In simple words: We take the given function, find its second derivative, and then plug that derivative into the differential equation. If the equation holds true (like 0 = 0), then the function is a correct solution.
🎯 Exam Tip: When showing a function is a solution, compute all required derivatives carefully. Remember that \( e^x \cdot e^{-x} = e^{x-x} = e^0 = 1 \).
Question 5. Show that \( y = ax + \frac{b}{x} \), where \( x \neq 0 \), is a solution of the differential equation \( x^2y'' + xy' - y = 0 \).
Answer:
Given function: \( y = ax + \frac{b}{x} \), where \( x \neq 0 \).
We can rewrite this as \( y = ax + bx^{-1} \).
Multiply by \( x \) to get \( xy = ax^2 + b \) ... (1)
First, differentiate equation (1) with respect to \( x \):
Using the product rule on the left side \( (xy)' = x \frac{dy}{dx} + y \frac{dx}{dx} = x \frac{dy}{dx} + y \).
\( x \frac{dy}{dx} + y = 2ax + 0 \)

• Parts of the exercise:
A. In the differential equations text, reproduce the part that opens with the words containing "In simple words: We" and closes with "x \neq 0 \).", switching "function" to "expression".
B. In the differential equations text, which equation is labeled (1)?
C. List every label in the differential equations text that begins a line and is followed by a colon.
The records play no role in this work.

• Stored data:
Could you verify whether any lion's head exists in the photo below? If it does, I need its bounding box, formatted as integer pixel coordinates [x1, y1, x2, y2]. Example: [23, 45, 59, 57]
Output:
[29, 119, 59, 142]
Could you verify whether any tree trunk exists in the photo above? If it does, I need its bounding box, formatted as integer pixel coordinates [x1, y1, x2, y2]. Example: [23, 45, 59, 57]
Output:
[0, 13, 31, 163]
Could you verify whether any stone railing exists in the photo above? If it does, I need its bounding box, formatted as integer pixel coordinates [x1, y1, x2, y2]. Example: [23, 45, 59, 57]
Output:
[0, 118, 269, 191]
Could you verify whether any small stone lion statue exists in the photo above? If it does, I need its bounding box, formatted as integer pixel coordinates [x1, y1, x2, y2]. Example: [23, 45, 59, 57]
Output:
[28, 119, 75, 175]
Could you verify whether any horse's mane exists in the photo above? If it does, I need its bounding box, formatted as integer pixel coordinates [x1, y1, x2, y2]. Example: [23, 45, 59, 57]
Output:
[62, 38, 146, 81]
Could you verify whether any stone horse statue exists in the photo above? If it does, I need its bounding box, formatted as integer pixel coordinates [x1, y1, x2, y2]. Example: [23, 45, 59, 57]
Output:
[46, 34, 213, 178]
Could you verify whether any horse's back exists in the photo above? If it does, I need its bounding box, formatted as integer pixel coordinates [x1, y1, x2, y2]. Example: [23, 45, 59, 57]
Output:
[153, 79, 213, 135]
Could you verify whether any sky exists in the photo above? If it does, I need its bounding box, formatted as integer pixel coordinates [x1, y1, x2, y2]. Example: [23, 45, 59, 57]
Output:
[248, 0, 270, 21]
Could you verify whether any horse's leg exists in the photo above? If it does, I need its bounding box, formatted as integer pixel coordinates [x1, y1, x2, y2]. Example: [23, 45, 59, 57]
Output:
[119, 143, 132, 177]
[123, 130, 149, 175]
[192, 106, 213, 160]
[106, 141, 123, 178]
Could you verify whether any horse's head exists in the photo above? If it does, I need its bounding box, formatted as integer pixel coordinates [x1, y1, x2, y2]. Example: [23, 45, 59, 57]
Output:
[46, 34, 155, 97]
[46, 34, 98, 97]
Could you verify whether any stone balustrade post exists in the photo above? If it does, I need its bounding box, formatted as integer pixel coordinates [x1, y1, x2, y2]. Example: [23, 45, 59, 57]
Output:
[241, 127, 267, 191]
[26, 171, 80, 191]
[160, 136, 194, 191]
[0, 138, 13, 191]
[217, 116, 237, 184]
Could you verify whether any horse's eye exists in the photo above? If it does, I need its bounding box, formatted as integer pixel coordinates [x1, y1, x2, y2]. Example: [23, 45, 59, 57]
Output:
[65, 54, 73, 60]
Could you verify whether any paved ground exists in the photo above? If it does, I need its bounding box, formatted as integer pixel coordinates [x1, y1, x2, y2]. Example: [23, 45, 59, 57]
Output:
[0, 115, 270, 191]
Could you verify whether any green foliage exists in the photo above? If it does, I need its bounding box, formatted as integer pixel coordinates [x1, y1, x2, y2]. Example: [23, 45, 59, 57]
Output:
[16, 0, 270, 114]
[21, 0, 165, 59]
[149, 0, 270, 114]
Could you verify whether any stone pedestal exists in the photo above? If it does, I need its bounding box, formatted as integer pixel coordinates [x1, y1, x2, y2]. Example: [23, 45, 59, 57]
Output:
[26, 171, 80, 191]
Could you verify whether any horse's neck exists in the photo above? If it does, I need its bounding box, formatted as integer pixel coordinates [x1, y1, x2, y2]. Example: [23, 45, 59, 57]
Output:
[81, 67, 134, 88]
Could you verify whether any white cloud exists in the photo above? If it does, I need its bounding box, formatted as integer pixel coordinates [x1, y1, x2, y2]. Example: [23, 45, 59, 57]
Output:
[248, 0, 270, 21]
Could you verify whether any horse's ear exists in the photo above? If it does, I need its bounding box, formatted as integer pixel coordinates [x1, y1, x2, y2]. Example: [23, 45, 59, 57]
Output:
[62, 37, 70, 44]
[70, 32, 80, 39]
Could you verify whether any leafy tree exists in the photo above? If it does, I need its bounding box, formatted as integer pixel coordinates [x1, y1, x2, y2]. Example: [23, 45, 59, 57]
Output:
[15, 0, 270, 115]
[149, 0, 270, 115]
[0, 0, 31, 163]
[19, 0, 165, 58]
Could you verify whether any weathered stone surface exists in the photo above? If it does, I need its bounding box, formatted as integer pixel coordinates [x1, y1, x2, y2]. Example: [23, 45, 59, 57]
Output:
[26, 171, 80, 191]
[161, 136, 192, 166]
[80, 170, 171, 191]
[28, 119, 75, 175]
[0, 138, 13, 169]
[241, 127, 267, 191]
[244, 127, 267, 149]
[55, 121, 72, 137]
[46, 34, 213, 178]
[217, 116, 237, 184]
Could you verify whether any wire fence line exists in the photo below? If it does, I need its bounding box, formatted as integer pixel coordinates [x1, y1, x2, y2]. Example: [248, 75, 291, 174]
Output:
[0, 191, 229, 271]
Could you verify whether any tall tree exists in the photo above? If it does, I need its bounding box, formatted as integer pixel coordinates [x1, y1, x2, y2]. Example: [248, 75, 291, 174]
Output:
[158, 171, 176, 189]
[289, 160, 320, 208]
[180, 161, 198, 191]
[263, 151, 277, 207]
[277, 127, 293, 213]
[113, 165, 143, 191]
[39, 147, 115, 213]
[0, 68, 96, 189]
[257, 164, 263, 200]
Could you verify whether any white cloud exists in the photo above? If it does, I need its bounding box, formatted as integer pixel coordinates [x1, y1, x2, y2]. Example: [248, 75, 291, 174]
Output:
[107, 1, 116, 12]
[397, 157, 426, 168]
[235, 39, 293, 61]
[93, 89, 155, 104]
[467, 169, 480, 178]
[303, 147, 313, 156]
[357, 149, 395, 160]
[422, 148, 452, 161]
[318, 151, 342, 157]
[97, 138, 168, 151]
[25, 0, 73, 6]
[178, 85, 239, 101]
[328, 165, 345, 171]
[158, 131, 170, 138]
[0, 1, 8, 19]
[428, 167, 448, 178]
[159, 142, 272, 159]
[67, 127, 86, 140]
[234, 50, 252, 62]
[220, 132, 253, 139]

• Full answers:
A.
In simple words: We take the given expression, find its second derivative, and then plug that derivative into the differential equation. If the equation holds true (like 0 = 0), then the expression is a correct solution.
🎯 Exam Tip: When showing a expression is a solution, compute all required derivatives carefully. Remember that \( e^x \cdot e^{-x} = e^{x-x} = e^0 = 1 \).
Question 5. Show that \( y = ax + \frac{b}{x} \), where \( x \neq 0 \), is a solution of the differential equation \( x^2y'' + xy' - y = 0 \).
Answer:
Given expression: \( y = ax + \frac{b}{x} \), where \( x \neq 0 \).

B. \( xy = ax^2 + b \)

C.
In simple words
Exam Tip
Answer
Given function